EXERCISE DETAILS:
Present the following entries again, word for word and in full.

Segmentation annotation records
○ ○ ○ ○ ○ ○ ○

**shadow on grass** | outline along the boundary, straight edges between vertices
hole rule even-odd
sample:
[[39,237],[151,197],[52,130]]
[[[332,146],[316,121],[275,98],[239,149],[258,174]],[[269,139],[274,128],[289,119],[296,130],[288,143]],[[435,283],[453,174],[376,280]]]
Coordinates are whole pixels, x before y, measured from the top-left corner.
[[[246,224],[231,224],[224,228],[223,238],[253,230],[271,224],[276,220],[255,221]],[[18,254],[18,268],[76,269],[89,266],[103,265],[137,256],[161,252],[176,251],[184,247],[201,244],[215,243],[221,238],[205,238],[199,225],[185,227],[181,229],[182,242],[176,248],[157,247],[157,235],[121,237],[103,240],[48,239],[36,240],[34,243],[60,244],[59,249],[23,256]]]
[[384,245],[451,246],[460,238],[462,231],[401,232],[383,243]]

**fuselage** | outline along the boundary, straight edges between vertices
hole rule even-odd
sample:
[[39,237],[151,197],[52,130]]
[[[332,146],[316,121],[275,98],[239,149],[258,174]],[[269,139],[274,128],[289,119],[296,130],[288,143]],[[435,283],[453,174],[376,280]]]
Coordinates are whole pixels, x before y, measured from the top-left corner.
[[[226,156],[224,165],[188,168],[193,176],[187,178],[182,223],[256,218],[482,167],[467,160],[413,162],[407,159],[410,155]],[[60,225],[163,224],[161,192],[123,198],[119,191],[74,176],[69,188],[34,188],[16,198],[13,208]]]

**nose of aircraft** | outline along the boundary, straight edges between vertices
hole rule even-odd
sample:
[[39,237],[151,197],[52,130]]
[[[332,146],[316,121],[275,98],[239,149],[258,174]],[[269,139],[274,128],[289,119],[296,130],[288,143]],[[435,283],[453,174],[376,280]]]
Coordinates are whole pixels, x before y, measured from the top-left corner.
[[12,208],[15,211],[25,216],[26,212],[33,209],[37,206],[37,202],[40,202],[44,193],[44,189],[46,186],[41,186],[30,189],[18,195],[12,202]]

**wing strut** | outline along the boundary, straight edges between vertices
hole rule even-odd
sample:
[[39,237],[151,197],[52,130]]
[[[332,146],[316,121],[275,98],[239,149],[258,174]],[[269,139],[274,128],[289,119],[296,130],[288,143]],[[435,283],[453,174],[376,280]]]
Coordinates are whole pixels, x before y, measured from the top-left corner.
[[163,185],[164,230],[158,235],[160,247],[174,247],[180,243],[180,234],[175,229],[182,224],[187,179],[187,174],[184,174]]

○ ○ ○ ○ ○ ○ ○

RESPONSE FOR THIS EXERCISE:
**shadow on grass** | outline along the boundary, straight edges between vertices
hole rule even-odd
sample:
[[39,237],[151,197],[52,130]]
[[[332,146],[316,121],[275,98],[239,149],[258,174]],[[269,139],[274,128],[289,119],[296,130],[288,143]],[[435,283],[453,174],[376,280]]]
Coordinates are whole pixels, x before y, measured from the top-left corner.
[[[246,224],[231,224],[224,228],[223,238],[253,230],[271,224],[276,220],[255,221]],[[18,254],[18,268],[76,269],[89,266],[103,265],[137,256],[161,252],[176,251],[184,247],[201,244],[215,243],[221,238],[205,238],[199,225],[185,227],[181,229],[182,242],[176,248],[157,247],[157,235],[121,237],[103,240],[48,239],[36,240],[34,243],[60,244],[59,249],[23,256]]]
[[384,245],[451,246],[460,238],[462,231],[401,232],[383,243]]

**fuselage** | outline along the boundary, straight edges between vertices
hole rule even-odd
sample:
[[39,237],[151,197],[52,130]]
[[[332,146],[316,121],[275,98],[239,149],[258,174]],[[269,139],[274,128],[289,119],[296,130],[288,143]],[[435,283],[453,174],[376,280]]]
Coordinates are whole pixels, x before y, measured from the top-left corner.
[[[226,156],[224,165],[188,168],[193,176],[187,178],[182,223],[256,218],[482,167],[467,160],[413,162],[407,159],[410,155]],[[60,225],[163,224],[161,192],[123,198],[119,191],[74,176],[69,188],[34,188],[16,198],[13,208]]]

**nose of aircraft** | outline along the boundary, straight edges between vertices
hole rule even-odd
sample:
[[39,237],[151,197],[52,130]]
[[[332,146],[316,121],[275,98],[239,149],[258,174]],[[269,139],[274,128],[289,119],[296,130],[288,143]],[[435,283],[453,174],[376,280]]]
Coordinates are whole pixels, x before y, measured from the top-left corner.
[[12,208],[15,211],[25,216],[26,212],[33,209],[37,206],[37,202],[40,202],[44,193],[44,189],[46,186],[41,186],[30,189],[18,195],[12,202]]

**wing strut** | outline along the boundary, straight edges between vertices
hole rule even-odd
sample:
[[39,237],[151,197],[52,130]]
[[[332,146],[316,121],[275,98],[239,149],[258,174]],[[269,139],[274,128],[289,119],[296,130],[288,143]],[[435,283],[453,174],[376,280]]]
Coordinates are whole pixels, x before y, measured from the top-left corner.
[[163,185],[164,230],[158,235],[160,247],[174,247],[180,243],[180,234],[175,229],[182,224],[187,179],[187,174],[184,174]]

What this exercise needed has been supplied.